# Excerpt:
Within galaxies, most stars live out their lives -- bursting to life, evolving over millions to billions of years, dying violently or slowly. An image of a nebula formed of reddish clouds surrounding a cluster of bright blue white stars.
 
Text, To understand the universe we must understand galaxies. Variously shaped galaxies appear and fade into the background.
 
Other galaxies are too far away for us to reach.
 
Even if we could travel at the speed of light it would still take us 2.5 million years to reach the closest large galaxy, Andromeda. An image of a disk-shaped galaxy with cloudy arms spiralling out from a bright glowing white center.
 
Text, so we must study galaxies from afar.
 
A computer simulation of glowing objects spinning and colliding in darkness. Text, Our understanding is also complicated by time. Galaxies grow and evolve over billions of years -- too slowly for us to observe the changes happening in real time.
 
Fortunately, we can see galaxies as they were at different times in the past.
 
An illustration of many galaxies arranged in transparent layers. The closest layer is labeled light from nearby galaxies. The most distant layer is labeled light from distant galaxies. Text, Light moves quickly but it still takes time to travel through space. Arrows move from the distant to the nearby galaxies.
 
Text, Light from more distant galaxies takes longer to reach us. The arrow from the most distant galaxies continues to move while the closer arrow has stopped.

# Goal 1:
In the excerpt on studying galaxies, how long would it take to reach Andromeda, even traveling at the speed of light?
# Goal 2:
Carry on the excerpt on studying galaxies, starting right after its final sentence.

# Raw records:

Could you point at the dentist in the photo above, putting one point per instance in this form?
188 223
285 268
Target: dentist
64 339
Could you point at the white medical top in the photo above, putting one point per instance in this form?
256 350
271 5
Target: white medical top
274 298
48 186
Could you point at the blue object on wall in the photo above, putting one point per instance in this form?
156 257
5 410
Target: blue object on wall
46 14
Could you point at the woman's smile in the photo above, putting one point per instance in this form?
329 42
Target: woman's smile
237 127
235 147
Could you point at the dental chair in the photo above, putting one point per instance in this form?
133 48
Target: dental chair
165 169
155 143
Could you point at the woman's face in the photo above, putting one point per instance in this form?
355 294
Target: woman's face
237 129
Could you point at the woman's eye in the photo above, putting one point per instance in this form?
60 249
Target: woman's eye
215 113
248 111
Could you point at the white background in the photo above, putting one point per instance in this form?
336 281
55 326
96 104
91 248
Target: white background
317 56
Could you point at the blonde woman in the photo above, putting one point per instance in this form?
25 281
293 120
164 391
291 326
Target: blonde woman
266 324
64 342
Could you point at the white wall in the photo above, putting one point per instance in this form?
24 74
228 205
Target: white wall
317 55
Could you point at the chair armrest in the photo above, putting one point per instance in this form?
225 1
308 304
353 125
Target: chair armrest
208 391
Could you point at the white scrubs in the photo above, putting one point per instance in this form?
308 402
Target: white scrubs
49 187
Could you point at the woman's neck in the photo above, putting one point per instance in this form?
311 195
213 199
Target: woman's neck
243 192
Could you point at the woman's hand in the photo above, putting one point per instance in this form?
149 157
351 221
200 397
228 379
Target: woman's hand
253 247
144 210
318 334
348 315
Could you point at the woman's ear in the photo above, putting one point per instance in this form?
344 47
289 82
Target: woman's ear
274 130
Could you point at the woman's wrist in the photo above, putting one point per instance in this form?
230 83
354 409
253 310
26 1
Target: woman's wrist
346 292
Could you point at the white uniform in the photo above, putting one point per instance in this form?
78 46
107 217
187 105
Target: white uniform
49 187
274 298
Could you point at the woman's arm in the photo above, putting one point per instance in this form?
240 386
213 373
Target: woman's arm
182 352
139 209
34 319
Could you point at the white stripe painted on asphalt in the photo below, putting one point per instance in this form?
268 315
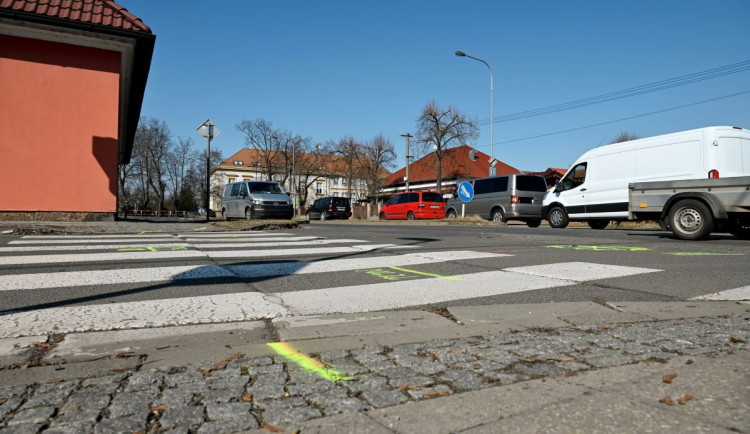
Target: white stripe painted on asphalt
393 295
307 251
99 257
249 239
166 274
235 234
95 240
108 236
351 264
36 248
160 255
736 294
110 277
153 313
284 243
253 305
581 271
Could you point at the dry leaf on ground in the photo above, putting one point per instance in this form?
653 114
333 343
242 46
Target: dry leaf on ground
207 372
668 378
667 400
271 428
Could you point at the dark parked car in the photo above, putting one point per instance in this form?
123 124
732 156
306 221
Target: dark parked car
329 208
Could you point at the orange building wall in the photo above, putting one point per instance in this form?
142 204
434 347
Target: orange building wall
58 126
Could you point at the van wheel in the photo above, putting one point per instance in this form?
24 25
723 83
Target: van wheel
690 220
598 224
534 223
498 216
557 217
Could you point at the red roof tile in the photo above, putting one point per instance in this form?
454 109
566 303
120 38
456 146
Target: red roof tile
102 12
456 165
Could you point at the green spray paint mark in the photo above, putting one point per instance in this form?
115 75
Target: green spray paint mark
599 248
388 274
421 273
704 254
307 363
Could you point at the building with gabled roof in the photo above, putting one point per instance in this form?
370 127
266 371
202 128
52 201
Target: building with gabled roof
316 175
73 77
459 163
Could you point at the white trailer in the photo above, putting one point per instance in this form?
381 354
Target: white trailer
596 188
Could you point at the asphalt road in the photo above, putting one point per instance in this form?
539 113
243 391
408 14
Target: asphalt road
677 270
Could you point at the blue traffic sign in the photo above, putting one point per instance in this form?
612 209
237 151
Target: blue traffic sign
466 191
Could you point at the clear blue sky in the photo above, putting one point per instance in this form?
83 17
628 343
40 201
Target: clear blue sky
325 69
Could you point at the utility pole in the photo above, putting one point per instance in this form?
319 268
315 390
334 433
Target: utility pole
408 136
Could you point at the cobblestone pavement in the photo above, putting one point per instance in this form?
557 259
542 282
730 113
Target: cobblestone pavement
242 394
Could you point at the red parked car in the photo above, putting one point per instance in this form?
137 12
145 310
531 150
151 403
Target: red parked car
414 205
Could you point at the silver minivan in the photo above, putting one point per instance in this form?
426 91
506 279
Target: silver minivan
503 198
253 199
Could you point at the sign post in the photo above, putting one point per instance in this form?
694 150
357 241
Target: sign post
208 130
466 194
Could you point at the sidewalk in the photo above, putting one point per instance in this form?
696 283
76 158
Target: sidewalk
564 367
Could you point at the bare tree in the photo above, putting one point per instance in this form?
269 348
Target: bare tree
624 137
177 162
439 129
348 151
264 138
377 155
310 165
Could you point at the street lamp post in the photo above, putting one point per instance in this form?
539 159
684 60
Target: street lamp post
492 102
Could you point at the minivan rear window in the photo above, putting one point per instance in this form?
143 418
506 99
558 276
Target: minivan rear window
265 187
530 183
431 197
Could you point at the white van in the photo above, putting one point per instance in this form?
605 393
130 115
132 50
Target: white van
595 189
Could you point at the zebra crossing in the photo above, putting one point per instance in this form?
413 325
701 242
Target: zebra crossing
114 260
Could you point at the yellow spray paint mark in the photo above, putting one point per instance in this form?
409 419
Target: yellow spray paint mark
307 363
599 248
422 273
705 254
152 249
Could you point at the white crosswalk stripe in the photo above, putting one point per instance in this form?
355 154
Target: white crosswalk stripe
164 274
201 249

# Answer 1:
2.5 million years.

# Answer 2:
Text, When we capture this light we see galaxies as they appeared with that light started traveling. For distant galaxies, we see them as they were billions of years ago. Images of small galaxies in spiral, disk, or dot shapes and blue, red, and yellow colors.
 
Distant developing galaxies appear as tiny dots. Nearby developed galaxy appears as a large spiral. Text, by looking at different distances, we can observe galaxies at different ages and stages of development.
 
An animation of waves of light moving from a galaxy to earth. Text, But as light travels through the expanding universe, it become stretched by the expansion of space.
 
Visible light changes to infrared light. The light wave turns red as it approaches earth.
 
Text, to see distant early galaxies we must look for this infrared light. A nebula spins in the background.
 
Infrared light is invisible to our eyes but not to NASA's James Webb Space Telescope.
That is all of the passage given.